PROBLEM SET:
[a] According to the essay on the major psychological perspectives, which two people are important to the humanistic view?
[b] Continue the essay on the major psychological perspectives, starting after its last sentence.

── EXTRACT TO READ ──

Ap Psychology on the Psychological Perspectives
Essay by review • December 17, 2010 • Essay • 337 Words (2 Pages) • 1,587 Views
The Major Psychological Perspectives
Behaviorism is a highly deterministic view that declares there is no free will, defines psychology as the science of behavior. Pavlov, Watson, Thorndike and Skinner are the four major psychologists that help develop and enhance this view. They studied behavioral responses and the ways those responses are influenced by stimuli in the environment. .
The psychoanalytic view largely focuses on the unconscious influencing human behavior. Developed by Sigmund Freud and his followers (the neoFreudians), the main idea was that humans are born with unconscious drives that seek some kind of outlet or expression from the very start. This deterministic viewpoint says that there is no such thing as free will.
The humanistic view emphasizes "the whole person and the importance of each person's subjective experience," the central concept being the need for self-actualization. Humanists believe that of all the motives that people have the need to develop to our full potential is the most important one. This view focuses on the free will of people, instead of the deterministic view where we are only powered by conditioned responses and the unconscious mind. The two important people involved with the humanists are Carl Rogers and Abraham Maslow, Rogers with his "client centered therapy," and Maslow with his self-actualization.

───
── DATA SHOWN ──

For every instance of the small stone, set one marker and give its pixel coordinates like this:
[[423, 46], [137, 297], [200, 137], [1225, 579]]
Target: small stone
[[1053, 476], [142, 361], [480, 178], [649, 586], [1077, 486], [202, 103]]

───

ANSWERS GIVEN:
[a] Carl Rogers and Abraham Maslow.

[b]
The cognitive perspective is primarily concerned with mental processes. Having its roots in Wundt's introspection and Aristotle's ancient writings on images and experience the cognitive approach developed as a reaction to the behaviorists exclusion of mental life and consciousness. Cognitive thinkers view humans as extremely active processors of information, and their most recent concern is how people overcome familiar ways of thinking and devise creative solutions to new problems.
The biological perspective is that "for every behavior, feeling, and thought, a corresponding physical event takes place in the brain." Neuroscientists study the changes that occur in the brain during certain behaviors. Roger Sperry was one of the main neuroscientists who won the Nobel Prize for his split brain research that suggests that the two halves of the brain perform different functions.